### WRITTEN EXERCISE
Update all of the lines below by changing each "marker" to "dot", leaving everything else unchanged.

### DATA SHOWN

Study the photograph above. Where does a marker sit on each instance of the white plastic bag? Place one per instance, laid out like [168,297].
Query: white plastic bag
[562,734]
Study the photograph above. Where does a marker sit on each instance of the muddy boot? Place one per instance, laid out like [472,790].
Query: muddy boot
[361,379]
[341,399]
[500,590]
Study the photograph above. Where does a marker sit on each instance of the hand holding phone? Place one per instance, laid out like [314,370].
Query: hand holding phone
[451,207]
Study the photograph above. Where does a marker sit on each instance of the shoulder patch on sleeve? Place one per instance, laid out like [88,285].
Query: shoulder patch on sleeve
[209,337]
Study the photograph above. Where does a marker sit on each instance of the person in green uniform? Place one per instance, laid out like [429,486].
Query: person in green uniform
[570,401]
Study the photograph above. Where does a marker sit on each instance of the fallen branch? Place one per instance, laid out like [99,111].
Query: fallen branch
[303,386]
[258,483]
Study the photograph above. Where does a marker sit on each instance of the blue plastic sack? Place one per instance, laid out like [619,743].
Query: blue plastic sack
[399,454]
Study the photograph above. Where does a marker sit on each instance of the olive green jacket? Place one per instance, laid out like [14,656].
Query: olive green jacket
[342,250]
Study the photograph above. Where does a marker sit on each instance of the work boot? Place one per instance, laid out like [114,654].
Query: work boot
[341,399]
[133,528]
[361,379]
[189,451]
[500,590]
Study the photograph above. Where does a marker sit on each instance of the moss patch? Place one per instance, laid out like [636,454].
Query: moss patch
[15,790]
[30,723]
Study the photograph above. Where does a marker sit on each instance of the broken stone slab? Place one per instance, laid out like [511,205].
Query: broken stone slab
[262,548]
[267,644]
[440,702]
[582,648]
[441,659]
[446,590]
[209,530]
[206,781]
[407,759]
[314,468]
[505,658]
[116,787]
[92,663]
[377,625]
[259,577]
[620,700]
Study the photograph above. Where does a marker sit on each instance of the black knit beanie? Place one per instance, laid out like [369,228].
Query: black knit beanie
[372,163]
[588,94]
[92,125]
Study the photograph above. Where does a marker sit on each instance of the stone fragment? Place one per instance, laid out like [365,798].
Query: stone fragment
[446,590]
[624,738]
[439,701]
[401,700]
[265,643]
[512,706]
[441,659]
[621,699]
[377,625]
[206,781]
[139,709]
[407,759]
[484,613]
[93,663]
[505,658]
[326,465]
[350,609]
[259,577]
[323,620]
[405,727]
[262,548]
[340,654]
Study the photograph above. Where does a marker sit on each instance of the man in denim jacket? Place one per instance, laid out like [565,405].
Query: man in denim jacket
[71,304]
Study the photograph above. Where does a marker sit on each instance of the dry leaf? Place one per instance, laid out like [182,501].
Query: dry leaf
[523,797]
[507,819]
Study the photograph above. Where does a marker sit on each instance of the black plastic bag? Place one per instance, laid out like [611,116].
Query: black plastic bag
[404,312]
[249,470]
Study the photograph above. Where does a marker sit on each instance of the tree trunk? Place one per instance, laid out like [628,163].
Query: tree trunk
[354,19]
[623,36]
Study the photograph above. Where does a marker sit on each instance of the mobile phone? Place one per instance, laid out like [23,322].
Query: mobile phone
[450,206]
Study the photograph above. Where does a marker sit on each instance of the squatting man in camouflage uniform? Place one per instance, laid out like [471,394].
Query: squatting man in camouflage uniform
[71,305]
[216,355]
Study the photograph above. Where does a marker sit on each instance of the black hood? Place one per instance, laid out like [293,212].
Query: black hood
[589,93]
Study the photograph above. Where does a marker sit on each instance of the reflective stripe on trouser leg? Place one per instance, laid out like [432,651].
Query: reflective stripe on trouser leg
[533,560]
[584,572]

### RESULT BELOW
Study the photograph above. Where does a dot sit on each instance of the white plastic bag? Place one per instance, laid out like [168,297].
Query: white plastic bag
[562,734]
Study the photograph above. Where does a dot sit on each instance of the muddy boot? Place one per instance, laid out like [472,790].
Query: muddy boot
[361,379]
[341,399]
[500,590]
Study the photograph above. Where does a dot sit on each instance of the hand holding phone? Place one per instance, laid out like [314,370].
Query: hand holding phone
[451,207]
Study the photograph above. Where does a dot sit on each instance of the shoulder patch on sleeve? Place one per instance, laid out like [88,285].
Query: shoulder patch on sleeve
[209,337]
Study the photograph above. Where does a dot sit on each instance of the person in green uniform? Place one per instance, laid out like [429,486].
Query: person in green uniform
[570,401]
Study the photograph above. Where does a dot sit on each instance of the fallen branch? Place one per instance, laid out like [99,111].
Query: fallen branch
[303,386]
[258,483]
Study the photograph above. Where does a dot sit on each instance of the blue plastic sack? Place one per instance, laid out like [619,743].
Query: blue plastic sack
[399,454]
Study the photograph above. Where does a dot sit on each instance of the olive green jacket? Place one per instance, laid out like [14,656].
Query: olive green jacket
[342,250]
Study the photograph above. Where does a dot sit on each instance of the work boot? Place one per instance, laid out like [114,654].
Query: work boot
[341,399]
[133,528]
[361,379]
[189,451]
[500,590]
Study the photograph above. Where does a dot sit on each instance of the moss patch? Place one per instance, laid out like [636,454].
Query: moss patch
[15,790]
[30,723]
Study the photograph above. Where does a dot sit on each instance of the broken stone slab? Place one per instance, laid out like [511,205].
Query: broken stone slab
[262,548]
[267,644]
[440,702]
[582,648]
[441,659]
[446,590]
[209,530]
[206,781]
[407,759]
[314,468]
[505,658]
[116,787]
[92,663]
[377,625]
[259,577]
[620,700]
Study the photograph above. Where does a dot sit on each instance of the black knit beanie? Place one per instance, laid out like [369,228].
Query: black knit beanie
[372,163]
[588,94]
[92,125]
Study the photograph above. Where does a dot sit on each instance of the stone fragment? Place one per instance, laid out like [365,798].
Query: stone fragment
[446,590]
[624,738]
[439,701]
[401,700]
[265,643]
[512,706]
[441,659]
[621,699]
[377,625]
[206,781]
[139,709]
[407,759]
[484,613]
[93,663]
[505,658]
[326,465]
[350,609]
[259,577]
[323,620]
[405,727]
[262,548]
[340,654]
Study the photograph above. Where does a dot sit on each instance of the man in denim jacket? Place one per instance, laid out like [565,405].
Query: man in denim jacket
[71,304]
Study the photograph above. Where does a dot sit on each instance of the dry leaf? Place one per instance, laid out like [182,501].
Query: dry leaf
[523,797]
[507,819]
Study the photograph above. Where does a dot sit on each instance of the black plastic bag? Place one per instance, laid out like [611,116].
Query: black plastic bag
[404,312]
[249,470]
Study the photograph above. Where does a dot sit on each instance of the tree trunk? Place one per instance, laid out like [628,163].
Query: tree trunk
[354,19]
[623,36]
Study the photograph above. Where does a dot sit on each instance of the mobile phone? Place one per instance, laid out like [23,322].
Query: mobile phone
[450,206]
Study the photograph above. Where does a dot sit on each instance of the squatting man in camouflage uniform? Place one per instance, laid out like [471,394].
Query: squatting man in camouflage uniform
[71,305]
[216,355]
Study the photograph above. Where does a dot sit on each instance of the black hood? Place one per instance, laid out like [293,212].
Query: black hood
[589,93]
Study the photograph above. Where does a dot sit on each instance of the reflective stripe on trouser leg? Place one per instance, laid out like [432,651].
Query: reflective stripe on trouser leg
[533,560]
[584,572]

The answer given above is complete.